AVAILABLE DATA:
>>>>>
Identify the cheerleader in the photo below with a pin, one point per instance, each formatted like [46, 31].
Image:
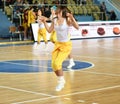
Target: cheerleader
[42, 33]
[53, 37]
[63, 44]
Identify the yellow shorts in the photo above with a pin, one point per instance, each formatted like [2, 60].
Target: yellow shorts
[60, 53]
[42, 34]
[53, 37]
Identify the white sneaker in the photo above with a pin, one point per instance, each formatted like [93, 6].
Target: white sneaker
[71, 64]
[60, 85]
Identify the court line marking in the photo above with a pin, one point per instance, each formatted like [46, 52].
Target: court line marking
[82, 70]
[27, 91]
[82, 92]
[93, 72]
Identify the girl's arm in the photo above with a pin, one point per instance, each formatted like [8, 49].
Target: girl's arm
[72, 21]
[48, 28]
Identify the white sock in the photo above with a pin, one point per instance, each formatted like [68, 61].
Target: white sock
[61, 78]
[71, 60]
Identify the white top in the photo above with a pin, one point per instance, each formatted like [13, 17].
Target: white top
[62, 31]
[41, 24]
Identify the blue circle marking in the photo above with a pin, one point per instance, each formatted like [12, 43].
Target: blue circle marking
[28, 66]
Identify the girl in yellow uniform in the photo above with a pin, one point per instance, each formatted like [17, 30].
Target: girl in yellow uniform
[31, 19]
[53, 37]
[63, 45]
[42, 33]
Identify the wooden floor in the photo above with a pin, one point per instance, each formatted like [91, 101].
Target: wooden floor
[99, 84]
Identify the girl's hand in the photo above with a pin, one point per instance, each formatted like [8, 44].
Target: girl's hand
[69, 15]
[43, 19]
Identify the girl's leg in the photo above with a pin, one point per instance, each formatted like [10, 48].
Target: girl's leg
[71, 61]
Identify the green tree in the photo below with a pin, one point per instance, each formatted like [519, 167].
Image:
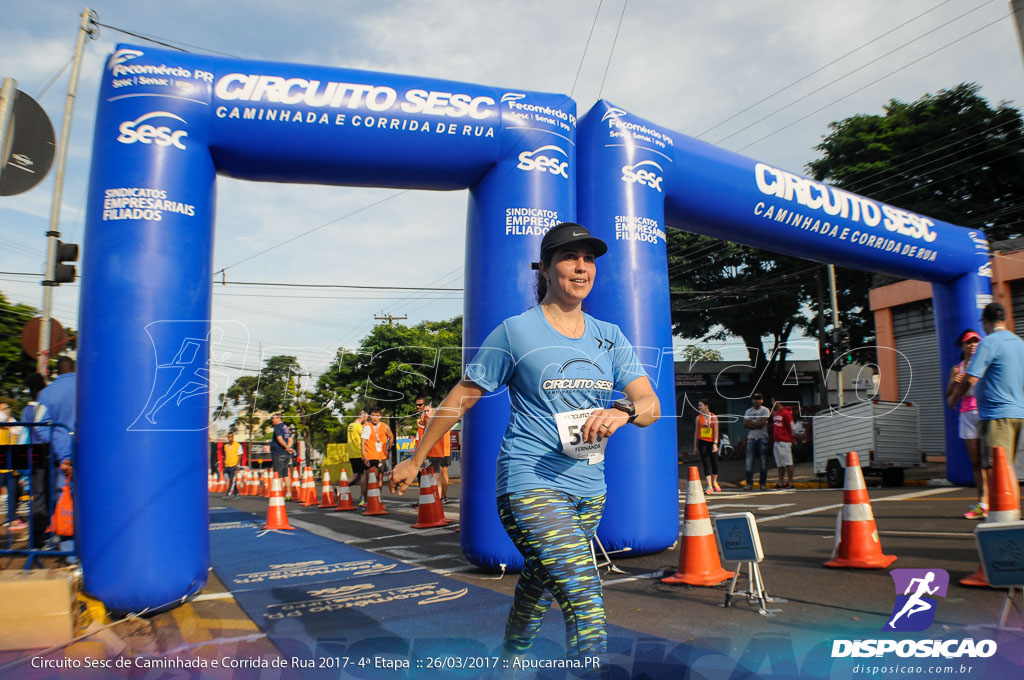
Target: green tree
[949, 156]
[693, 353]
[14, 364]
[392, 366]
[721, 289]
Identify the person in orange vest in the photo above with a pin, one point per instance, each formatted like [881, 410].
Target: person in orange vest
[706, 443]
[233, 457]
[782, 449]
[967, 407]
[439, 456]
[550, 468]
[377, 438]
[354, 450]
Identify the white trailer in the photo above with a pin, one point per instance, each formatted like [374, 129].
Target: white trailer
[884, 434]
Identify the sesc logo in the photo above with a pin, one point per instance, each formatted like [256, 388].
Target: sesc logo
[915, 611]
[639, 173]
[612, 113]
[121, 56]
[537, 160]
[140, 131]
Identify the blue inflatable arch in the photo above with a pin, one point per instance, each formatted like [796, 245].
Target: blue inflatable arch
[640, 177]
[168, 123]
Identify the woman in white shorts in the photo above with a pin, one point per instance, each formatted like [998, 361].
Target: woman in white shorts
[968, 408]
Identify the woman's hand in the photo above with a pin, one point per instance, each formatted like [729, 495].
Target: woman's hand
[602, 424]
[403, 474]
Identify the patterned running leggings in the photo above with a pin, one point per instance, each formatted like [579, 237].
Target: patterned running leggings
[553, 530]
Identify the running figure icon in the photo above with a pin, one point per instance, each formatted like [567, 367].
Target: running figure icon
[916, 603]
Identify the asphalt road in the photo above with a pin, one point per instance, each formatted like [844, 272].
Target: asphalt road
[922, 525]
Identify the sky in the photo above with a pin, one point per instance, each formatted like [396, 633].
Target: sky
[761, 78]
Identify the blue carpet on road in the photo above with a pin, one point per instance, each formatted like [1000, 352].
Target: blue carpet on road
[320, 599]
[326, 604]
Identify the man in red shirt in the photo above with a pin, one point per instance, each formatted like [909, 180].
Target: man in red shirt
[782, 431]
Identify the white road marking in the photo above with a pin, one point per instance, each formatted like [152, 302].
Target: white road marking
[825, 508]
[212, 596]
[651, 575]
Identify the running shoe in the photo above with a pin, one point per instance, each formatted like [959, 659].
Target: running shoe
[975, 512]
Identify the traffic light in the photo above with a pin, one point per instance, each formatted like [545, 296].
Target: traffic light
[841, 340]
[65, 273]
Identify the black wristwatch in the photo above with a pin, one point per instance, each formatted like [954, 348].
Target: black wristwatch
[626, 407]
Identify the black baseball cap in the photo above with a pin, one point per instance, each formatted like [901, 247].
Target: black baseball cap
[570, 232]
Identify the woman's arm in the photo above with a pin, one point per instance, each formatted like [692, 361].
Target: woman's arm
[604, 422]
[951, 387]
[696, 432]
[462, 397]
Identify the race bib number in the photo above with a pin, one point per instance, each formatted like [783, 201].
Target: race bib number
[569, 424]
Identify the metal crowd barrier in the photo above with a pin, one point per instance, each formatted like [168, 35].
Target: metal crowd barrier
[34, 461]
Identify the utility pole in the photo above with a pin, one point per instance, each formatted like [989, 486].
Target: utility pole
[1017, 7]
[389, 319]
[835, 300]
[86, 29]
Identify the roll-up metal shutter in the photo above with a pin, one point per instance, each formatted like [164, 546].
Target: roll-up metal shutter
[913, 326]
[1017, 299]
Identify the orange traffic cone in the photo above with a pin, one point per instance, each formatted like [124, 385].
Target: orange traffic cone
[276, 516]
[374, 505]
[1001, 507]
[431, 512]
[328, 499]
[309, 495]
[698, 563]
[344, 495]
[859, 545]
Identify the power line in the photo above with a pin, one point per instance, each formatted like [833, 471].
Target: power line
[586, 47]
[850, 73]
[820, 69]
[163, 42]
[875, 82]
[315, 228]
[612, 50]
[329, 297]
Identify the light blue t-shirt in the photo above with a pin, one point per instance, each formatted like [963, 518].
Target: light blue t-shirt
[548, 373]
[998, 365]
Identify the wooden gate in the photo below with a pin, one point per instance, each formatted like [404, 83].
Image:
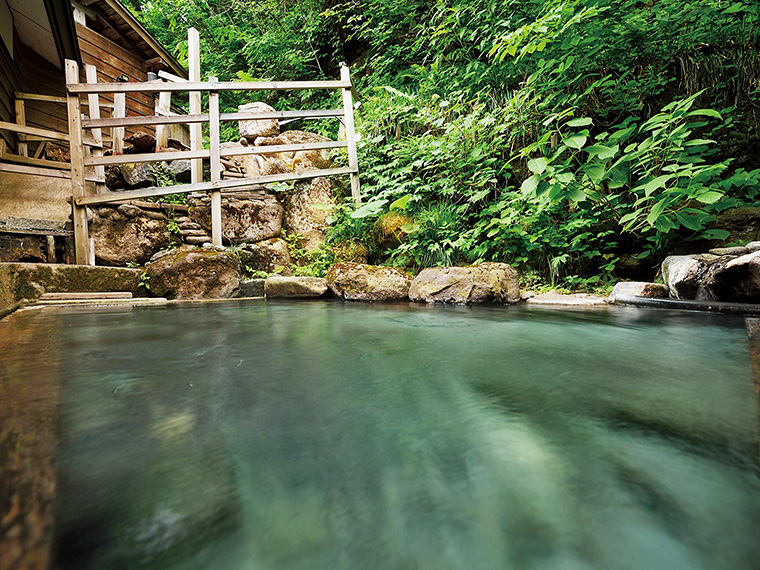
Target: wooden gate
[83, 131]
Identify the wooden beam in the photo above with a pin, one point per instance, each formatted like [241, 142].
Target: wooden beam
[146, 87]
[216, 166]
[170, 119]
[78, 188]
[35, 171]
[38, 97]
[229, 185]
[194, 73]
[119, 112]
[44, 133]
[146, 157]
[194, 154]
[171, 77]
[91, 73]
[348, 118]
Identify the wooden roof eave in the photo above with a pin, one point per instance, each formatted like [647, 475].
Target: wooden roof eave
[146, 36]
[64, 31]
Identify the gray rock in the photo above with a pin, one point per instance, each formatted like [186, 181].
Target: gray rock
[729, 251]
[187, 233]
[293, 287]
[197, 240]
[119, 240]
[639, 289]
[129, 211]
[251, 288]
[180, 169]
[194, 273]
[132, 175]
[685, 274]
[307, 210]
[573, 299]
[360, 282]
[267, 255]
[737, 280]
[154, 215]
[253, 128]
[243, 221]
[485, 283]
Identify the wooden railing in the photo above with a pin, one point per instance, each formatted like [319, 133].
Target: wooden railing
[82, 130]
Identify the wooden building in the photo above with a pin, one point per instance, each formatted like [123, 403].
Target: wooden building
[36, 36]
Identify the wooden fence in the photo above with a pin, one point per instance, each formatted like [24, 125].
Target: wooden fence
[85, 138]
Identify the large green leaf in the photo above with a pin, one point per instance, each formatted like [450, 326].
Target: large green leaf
<<<<<
GOAL OF THE EXERCISE: Return the lines containing "leaf", taking each one from the listing.

RESULT BELOW:
Identify the large green leaf in the photo above with a pin, one point per instance, each formatted like [450, 326].
Target: large green leaf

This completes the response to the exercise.